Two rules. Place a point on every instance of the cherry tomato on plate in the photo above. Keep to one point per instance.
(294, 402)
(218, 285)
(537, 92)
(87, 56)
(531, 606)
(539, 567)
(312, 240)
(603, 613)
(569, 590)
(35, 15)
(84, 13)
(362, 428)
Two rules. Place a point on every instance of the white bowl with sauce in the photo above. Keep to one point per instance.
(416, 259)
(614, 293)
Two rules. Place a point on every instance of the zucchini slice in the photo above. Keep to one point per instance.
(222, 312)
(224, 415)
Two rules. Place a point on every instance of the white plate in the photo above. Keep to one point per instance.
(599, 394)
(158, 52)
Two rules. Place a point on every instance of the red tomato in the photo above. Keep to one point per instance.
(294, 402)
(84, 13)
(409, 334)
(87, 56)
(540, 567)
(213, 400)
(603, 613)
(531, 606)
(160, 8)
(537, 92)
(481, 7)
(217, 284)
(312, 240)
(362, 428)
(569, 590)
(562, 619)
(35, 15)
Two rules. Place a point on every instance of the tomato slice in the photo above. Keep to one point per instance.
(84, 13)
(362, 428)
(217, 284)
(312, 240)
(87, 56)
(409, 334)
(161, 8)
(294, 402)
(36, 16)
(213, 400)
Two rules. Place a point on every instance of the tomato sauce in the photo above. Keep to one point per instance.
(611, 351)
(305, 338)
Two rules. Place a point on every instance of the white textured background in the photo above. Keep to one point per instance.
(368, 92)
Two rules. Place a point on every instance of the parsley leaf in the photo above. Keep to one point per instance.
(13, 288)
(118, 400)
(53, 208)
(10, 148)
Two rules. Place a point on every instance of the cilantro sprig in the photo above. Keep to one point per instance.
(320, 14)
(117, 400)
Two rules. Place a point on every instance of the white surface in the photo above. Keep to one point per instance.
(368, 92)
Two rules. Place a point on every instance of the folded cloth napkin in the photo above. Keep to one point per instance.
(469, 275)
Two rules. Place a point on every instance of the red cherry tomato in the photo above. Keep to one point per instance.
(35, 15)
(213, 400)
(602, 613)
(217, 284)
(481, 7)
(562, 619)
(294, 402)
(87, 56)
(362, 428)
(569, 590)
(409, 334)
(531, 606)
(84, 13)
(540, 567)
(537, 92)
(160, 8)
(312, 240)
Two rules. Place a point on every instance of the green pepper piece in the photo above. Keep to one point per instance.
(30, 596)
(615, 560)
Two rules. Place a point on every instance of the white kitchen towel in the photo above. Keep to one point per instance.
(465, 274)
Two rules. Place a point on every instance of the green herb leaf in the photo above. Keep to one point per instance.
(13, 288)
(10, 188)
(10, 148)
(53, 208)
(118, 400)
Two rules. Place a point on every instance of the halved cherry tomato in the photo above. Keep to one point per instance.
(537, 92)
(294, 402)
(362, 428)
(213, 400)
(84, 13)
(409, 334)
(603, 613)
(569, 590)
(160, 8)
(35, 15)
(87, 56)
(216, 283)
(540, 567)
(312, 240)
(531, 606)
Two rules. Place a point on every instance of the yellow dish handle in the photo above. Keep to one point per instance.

☆ ☆ ☆ ☆

- **EXERCISE PROMPT**
Extract each line from the listing above, please, and repeat it exactly.

- **ANSWER FOR THE TASK**
Two rules. Place a point on every instance of the cherry tomato on plate in the photo above. Keep to one point per instance.
(294, 402)
(218, 285)
(537, 92)
(87, 56)
(531, 606)
(539, 567)
(312, 240)
(603, 613)
(569, 590)
(35, 15)
(84, 13)
(362, 428)
Two rules. Place a point on every instance of the white bowl with sauce in the photo above. Keep to one point per instance.
(416, 259)
(614, 293)
Two rules. Place a point on every instance of the zucchini slice in the photo above. Keep to one point per instance.
(222, 312)
(224, 415)
Two rules. Place a point on every instance of the white plate in the photo above. Keep to one point per instance.
(599, 394)
(158, 52)
Two rules. Place a point on every instance of the red tomato in the photo above. Keep to one point per instance.
(294, 402)
(84, 13)
(409, 334)
(87, 56)
(540, 567)
(213, 400)
(603, 613)
(531, 606)
(160, 8)
(537, 92)
(481, 7)
(217, 284)
(312, 240)
(362, 428)
(569, 590)
(562, 619)
(35, 15)
Two rules. Place a point on every instance of the tomato slice in the photo above. Keep to one point per instance.
(84, 13)
(362, 428)
(217, 284)
(312, 240)
(87, 56)
(409, 334)
(161, 8)
(294, 402)
(36, 16)
(213, 400)
Two rules. Place a point on every instance of the tomato sauce in the photo above. Keep to one point per instance.
(611, 351)
(305, 338)
Two rules. Place a point on every instance of the white textured background in the photo above. Keep to one point per instance.
(368, 92)
Two rules. Place a point on every instance of the parsley leaf in the photo above. Keep to one point per instance.
(13, 288)
(118, 400)
(53, 208)
(10, 148)
Two rules. Place a point on every instance of the cilantro sprig in the photo above. Keep to one point per instance.
(320, 14)
(117, 400)
Two rules. Place a point on every instance of the white surface in the photo above. Keep to one point per instance.
(368, 92)
Two rules. Place a point on every instance of the folded cloth napkin in the photo above. Keep to one point per instance.
(469, 275)
Two rules. Place a point on every instance of the red cherry tomato in the photo above. Keep to one point per instance.
(35, 15)
(213, 400)
(602, 613)
(217, 284)
(481, 7)
(562, 619)
(294, 402)
(87, 56)
(362, 428)
(569, 590)
(409, 334)
(531, 606)
(84, 13)
(540, 567)
(537, 92)
(160, 8)
(312, 240)
Two rules. Place a point on every instance of the green pepper piece in the photo above. Keep to one point per instance.
(30, 596)
(615, 560)
Two rules. Place a point on every instance of the white kitchen towel in the photo above. Keep to one point per instance.
(465, 274)
Two rules. Place a point on every instance of the green herb leaf in the photo above. Keep to one point per instance.
(13, 288)
(10, 188)
(10, 148)
(53, 208)
(118, 400)
Two rules. Place a point on every instance of the halved cherry tomato in the photo above. Keep to one point per instance.
(537, 92)
(294, 402)
(362, 428)
(213, 400)
(84, 13)
(409, 334)
(603, 613)
(569, 590)
(160, 8)
(35, 15)
(87, 56)
(216, 283)
(540, 567)
(312, 240)
(531, 606)
Two rules. Place a point on every instance of the yellow dish handle in the photo above. Keep to one point per instance.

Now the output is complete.